(OPIS ZADANIA) Proszę kontynuować tekst o powitaniu 2017 roku, zaczynając od miejsca, w którym się kończy.

(WYODRĘBNIONY TEKST)

□ □ □

Zdjęcia, filmy i informacje wysyłajcie na: redakcja@twojapogoda.pl
Punktualnie o północy Mielno, jeden z najpopularniejszych kurortów nadbałtyckich, otrzyma status miasta. Morawica, Opatówek i Rejowiec też staną się miastami. To jednak nie koniec zmian w podziale administracyjnym naszego kraju. Opole, miasto wojewódzkie, powiększy się o 12 sołectw z gmin Komprachcice, Prószków, Dąbrowa oraz Dobrzeń Wielki.
Plaża w Mielnie w woj. zachodniopomorskim. Fot. TwojaPogoda.pl
Rosja ma kilka stref czasowych, więc jej wschodnie rubieże zaczęły witać 2017 rok już od godziny 13:00 naszego czasu. O 22:00 nowy rok dotarł do Moskwy. Pogoda była odwilżowa, ponieważ mimo, że ulice miasta przykrywa nieco ponad 20-centymetrowa warstwa białego puchu, to termometry wskazują plus 1 stopień, nietypowo jak na przełom roku. Dla porównania przed rokiem było aż minus 14 stopni. Moskwianie przepięknie przyozdobili swoje miasto z okazji świąt i nowego roku. Gorąco polecamy obejrzenie filmiku, który oddaje wyjątkową atmosferę tych szczególnych dni:
O godzinie 20:00 północ wybiła w Pakistanie, o 20:30 w Afganistanie, a o 21:30 w Iranie. Jednak fajerwerki nie wystrzeliły tam w powietrze. Dlaczego? Ponieważ kraje islamskie posługują się kalendarzem księżycowym i świętowały rozpoczęcie nowego 1438 roku w dniu 3 października. Tak było m.in. w Iranie, Arabii Saudyjskiej oraz w niektórych regionach Maroka, Somalii i Egiptu. Kolejne świętowanie, tym razem rozpoczęcia 1439 roku będzie miało miejsce 22 września 2017 roku. Wyjątkiem był kosmopolityczny Dubaj w Emiratach Arabskich, gdzie pokaz fajerwerków odbył się na najwyższym budynku świata, 828-metrowej wieży Burj Dubai. Zobaczcie filmik:
Na południu i w centrum kraju niebo pozostaje bezchmurne. W północnych i północno-wschodnich regionach jest pochmurno, a miejscami również bardzo mglisto. Kierowców uprzedzamy, że warunki drogowe są trudne, bo widoczność spada do 100-300 metrów. Wiatr wieje słabo z zachodu. Na termometrach mamy od minus 7 stopni w kotlinach górskich do 2 stopni na wschodnim wybrzeżu.

□ □ □

Ciąg wpisów
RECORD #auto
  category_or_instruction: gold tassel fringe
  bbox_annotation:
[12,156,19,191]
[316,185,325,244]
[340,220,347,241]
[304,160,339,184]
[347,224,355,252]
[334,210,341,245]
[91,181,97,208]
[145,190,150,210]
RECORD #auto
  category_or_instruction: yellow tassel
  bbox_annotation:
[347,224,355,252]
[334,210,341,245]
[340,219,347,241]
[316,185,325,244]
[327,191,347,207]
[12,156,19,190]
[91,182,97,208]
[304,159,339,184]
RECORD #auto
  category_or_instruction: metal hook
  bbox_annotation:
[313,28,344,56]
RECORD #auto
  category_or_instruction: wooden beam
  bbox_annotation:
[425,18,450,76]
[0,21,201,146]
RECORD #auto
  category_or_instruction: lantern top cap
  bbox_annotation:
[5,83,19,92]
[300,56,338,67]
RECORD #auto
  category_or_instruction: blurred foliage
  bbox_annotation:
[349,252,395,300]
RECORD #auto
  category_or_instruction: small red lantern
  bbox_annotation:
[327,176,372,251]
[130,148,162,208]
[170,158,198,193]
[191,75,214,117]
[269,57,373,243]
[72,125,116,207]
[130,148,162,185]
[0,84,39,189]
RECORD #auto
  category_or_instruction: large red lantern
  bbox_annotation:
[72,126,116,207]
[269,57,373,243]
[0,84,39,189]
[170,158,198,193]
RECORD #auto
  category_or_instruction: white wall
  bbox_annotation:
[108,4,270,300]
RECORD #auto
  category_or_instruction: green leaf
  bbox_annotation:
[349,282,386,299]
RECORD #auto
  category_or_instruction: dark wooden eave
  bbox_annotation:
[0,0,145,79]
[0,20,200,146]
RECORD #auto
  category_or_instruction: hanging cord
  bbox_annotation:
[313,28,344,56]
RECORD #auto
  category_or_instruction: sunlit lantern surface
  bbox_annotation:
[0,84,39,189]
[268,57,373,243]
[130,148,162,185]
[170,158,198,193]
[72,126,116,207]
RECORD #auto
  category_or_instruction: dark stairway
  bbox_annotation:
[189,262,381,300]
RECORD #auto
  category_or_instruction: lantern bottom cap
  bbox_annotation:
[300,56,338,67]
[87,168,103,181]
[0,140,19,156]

□ □ □

(WYNIK ĆWICZENIA)
Nasi czytelnicy uwiecznili ostatni zachód Słońca w tym roku. Był przepiękny...
Zachód Słońca w Sandomierzu w woj. świętokrzyskim. Fot. Paweł.
Zachód Słońca w Dąbrówce Łubniańskiej w woj. opolskim. Fot. Dawid Rek.
Zachód Słońca w Sandomierzu w woj. świętokrzyskim. Fot. Paweł.
O godzinie 17:00 tysiące sztucznych ogni poszybowało w niebo z najwyższych drapaczy chmur w krajach wschodniej Azji. Szczególnie zapierający dech w piersi był pokaz światła na Tajwanie, gdzie niemal "eksplodował" najwyższy budynek wschodniej Azji, słynny Taipei 101. Jednak pokazy fajerwerków i huczne świętowanie rozpoczęcia się Nowego Roku przygotowano przede wszystkim dla zagranicznych turystów. Sami mieszkańcy bowiem wciąż obchodzą Rok Małpy i będą świętować dopiero za kilka tygodni. Chiński Nowy Rok rozpoczyna się 28 stycznia i jest to najważniejsze święto w tradycyjnym kalendarzu chińskim.
Powitanie 2017 roku na Tajwanie.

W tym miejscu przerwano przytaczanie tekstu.